::: Available data

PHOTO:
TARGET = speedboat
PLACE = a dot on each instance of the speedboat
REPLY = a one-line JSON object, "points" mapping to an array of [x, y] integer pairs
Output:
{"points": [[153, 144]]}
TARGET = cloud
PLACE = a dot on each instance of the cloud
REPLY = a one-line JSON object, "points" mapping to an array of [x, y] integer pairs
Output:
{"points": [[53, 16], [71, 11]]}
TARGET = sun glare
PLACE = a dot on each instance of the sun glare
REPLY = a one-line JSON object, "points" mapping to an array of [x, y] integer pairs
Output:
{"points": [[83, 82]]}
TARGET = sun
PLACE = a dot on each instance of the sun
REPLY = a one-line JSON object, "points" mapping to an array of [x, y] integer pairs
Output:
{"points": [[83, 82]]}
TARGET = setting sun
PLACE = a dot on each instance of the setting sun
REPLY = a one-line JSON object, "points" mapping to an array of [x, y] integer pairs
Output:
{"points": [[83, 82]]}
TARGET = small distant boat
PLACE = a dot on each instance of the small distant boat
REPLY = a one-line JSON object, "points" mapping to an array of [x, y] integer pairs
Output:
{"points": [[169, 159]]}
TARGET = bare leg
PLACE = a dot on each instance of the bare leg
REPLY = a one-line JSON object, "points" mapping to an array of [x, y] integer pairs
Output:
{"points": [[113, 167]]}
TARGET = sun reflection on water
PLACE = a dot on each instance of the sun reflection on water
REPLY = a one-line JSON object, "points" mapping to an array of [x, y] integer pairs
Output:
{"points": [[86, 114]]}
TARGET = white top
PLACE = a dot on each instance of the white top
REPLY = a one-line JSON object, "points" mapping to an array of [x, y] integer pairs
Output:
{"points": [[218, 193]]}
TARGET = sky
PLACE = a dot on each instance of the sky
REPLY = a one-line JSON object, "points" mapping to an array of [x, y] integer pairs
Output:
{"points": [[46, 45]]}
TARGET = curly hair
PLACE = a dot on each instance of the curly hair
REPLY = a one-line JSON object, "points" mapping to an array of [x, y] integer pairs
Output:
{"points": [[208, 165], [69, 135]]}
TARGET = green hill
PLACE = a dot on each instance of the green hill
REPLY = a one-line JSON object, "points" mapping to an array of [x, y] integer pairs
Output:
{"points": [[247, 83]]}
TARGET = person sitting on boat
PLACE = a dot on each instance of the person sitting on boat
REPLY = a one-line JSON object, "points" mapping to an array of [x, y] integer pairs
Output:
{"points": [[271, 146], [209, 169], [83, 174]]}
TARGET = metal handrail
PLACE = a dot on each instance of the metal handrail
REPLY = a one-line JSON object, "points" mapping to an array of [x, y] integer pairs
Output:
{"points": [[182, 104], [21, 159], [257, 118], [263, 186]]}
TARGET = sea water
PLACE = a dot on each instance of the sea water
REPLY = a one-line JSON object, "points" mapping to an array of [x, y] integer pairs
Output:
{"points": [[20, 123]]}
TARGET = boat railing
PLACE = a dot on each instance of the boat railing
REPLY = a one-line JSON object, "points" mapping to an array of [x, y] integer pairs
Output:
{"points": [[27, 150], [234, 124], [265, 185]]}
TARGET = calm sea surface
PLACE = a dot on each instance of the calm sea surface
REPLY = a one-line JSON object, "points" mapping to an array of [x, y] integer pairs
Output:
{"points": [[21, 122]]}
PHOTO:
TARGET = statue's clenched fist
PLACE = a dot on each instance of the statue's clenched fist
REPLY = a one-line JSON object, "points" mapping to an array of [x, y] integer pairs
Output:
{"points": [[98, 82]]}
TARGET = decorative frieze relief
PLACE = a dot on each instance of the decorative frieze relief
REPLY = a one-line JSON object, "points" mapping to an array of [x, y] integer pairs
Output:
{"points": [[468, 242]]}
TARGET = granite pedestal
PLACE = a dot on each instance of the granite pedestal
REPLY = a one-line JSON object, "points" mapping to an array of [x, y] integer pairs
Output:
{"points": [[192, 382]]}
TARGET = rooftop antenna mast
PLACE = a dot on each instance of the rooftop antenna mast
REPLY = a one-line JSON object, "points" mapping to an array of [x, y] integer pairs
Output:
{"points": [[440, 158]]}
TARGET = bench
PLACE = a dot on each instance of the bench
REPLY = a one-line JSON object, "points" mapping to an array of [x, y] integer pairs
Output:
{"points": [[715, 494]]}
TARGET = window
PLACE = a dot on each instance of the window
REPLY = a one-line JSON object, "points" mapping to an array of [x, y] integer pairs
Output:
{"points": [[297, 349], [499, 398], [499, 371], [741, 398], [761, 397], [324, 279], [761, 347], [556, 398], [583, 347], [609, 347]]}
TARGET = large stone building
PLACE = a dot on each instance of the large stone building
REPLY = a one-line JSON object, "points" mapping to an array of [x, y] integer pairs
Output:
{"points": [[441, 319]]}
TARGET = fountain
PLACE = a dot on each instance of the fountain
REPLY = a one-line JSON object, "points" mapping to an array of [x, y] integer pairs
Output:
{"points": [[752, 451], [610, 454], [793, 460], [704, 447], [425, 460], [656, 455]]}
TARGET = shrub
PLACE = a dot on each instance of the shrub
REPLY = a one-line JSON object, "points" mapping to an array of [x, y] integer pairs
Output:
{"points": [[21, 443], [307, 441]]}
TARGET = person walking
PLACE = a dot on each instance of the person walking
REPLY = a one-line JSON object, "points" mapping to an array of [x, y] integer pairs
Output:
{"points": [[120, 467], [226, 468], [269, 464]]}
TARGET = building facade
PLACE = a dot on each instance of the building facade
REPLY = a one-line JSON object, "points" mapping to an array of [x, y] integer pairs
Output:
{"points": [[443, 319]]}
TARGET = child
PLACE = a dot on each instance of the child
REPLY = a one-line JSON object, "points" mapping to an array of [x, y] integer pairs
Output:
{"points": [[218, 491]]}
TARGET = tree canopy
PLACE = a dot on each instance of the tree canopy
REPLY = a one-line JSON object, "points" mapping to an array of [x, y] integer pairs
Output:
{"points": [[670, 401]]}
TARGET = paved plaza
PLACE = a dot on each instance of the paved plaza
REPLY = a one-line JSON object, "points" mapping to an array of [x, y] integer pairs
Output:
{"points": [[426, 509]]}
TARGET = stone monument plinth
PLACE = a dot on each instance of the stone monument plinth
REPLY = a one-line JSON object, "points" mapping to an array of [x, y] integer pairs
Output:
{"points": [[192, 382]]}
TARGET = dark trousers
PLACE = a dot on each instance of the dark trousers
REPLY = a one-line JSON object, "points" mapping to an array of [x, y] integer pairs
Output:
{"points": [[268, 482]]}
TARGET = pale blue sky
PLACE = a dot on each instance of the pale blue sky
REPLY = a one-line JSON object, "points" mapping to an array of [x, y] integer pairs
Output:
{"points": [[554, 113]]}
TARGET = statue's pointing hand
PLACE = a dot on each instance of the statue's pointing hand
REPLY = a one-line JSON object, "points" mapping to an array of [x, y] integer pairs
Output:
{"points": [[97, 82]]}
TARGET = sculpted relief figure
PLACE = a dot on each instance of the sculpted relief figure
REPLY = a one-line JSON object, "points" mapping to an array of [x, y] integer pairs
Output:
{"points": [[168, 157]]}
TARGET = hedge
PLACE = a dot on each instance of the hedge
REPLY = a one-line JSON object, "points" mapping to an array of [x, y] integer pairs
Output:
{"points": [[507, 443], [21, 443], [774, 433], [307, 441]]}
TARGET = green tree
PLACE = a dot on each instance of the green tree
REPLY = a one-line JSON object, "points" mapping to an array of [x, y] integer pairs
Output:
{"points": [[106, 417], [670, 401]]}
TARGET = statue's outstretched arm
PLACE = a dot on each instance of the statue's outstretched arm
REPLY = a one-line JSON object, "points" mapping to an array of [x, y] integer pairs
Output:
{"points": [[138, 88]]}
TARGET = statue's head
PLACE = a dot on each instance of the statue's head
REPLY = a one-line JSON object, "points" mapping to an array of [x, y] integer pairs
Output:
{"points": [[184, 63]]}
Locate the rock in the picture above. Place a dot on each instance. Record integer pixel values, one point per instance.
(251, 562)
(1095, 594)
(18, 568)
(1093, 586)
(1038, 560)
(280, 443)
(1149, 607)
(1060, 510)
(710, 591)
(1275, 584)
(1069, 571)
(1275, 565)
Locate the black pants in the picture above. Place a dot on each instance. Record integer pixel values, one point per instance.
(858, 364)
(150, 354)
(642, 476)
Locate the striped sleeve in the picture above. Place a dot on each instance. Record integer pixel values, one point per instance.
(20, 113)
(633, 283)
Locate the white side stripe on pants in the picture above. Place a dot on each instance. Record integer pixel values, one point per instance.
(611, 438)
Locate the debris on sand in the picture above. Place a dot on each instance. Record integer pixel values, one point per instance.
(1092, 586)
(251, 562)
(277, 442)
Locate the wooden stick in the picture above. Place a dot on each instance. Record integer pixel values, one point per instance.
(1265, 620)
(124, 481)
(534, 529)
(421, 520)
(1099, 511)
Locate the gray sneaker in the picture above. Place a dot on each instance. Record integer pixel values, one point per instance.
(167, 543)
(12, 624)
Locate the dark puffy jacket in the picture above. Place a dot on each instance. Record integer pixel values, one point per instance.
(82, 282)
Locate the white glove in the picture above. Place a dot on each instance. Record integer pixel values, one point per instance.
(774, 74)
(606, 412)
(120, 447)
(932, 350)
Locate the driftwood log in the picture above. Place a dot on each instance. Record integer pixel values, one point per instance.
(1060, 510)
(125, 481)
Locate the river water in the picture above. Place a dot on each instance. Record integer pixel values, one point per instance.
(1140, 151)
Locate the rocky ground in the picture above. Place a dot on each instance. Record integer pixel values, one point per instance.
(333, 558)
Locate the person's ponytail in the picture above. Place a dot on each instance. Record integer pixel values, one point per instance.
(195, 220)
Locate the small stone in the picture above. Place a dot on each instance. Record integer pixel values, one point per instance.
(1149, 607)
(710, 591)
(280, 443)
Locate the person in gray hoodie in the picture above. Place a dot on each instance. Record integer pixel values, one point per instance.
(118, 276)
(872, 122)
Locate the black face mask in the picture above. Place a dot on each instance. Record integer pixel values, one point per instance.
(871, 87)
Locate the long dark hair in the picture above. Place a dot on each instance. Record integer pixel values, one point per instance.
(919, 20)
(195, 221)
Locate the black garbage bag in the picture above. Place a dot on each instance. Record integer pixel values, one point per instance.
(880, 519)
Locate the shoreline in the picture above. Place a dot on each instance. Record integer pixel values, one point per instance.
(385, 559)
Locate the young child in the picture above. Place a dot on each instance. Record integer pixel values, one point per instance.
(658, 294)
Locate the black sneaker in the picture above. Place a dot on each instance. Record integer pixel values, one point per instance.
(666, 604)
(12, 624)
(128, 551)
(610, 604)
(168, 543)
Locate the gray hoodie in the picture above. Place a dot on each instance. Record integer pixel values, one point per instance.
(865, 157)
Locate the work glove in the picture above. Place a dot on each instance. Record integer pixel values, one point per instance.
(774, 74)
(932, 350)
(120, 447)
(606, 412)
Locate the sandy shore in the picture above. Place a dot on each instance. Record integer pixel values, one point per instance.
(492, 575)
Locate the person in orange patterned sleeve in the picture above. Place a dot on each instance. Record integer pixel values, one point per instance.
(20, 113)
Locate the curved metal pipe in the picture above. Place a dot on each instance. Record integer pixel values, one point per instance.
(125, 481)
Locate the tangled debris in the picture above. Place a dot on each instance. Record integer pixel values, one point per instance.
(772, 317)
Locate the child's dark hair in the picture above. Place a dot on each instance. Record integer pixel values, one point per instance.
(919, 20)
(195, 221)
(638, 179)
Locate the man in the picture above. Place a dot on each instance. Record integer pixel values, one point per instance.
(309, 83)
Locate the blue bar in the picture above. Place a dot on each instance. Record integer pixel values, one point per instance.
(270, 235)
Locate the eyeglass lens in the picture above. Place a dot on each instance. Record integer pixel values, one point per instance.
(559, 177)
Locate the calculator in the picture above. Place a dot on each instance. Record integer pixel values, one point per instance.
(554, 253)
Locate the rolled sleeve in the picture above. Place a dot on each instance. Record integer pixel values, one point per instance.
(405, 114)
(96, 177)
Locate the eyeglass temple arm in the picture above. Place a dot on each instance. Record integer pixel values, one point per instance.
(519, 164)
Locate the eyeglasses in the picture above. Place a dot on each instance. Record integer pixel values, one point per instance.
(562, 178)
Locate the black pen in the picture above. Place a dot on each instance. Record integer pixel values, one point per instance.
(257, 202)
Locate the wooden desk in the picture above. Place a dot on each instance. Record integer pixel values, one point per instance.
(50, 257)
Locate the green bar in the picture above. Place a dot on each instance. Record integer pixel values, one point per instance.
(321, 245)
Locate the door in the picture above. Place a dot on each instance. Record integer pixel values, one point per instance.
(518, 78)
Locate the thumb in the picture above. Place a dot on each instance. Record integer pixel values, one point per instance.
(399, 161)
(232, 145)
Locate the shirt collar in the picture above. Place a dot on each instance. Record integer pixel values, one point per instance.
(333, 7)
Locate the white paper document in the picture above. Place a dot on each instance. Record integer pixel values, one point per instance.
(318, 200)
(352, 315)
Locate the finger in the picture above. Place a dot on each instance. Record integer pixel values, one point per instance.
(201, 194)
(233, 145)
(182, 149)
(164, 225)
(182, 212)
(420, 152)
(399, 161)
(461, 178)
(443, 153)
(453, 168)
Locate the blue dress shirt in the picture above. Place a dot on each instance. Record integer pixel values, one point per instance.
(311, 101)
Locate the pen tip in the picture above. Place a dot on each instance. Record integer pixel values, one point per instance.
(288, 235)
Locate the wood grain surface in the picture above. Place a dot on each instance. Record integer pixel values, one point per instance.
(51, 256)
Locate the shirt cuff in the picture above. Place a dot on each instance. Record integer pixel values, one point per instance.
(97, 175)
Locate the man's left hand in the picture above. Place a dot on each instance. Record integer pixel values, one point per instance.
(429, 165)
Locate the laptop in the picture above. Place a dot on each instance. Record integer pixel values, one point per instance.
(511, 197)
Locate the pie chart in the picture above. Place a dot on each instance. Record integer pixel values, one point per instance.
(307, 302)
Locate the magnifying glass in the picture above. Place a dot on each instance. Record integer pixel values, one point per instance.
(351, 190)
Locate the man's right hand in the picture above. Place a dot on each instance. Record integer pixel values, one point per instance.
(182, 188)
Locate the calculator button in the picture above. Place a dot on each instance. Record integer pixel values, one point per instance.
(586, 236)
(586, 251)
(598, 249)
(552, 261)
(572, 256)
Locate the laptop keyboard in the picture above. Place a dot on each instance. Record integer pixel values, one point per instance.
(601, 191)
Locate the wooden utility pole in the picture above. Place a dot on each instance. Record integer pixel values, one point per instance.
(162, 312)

::::::

Work item.
Report each line of the data that includes the string "hedge".

Answer space.
TARGET = hedge
PLACE = a dot on each instance of the hedge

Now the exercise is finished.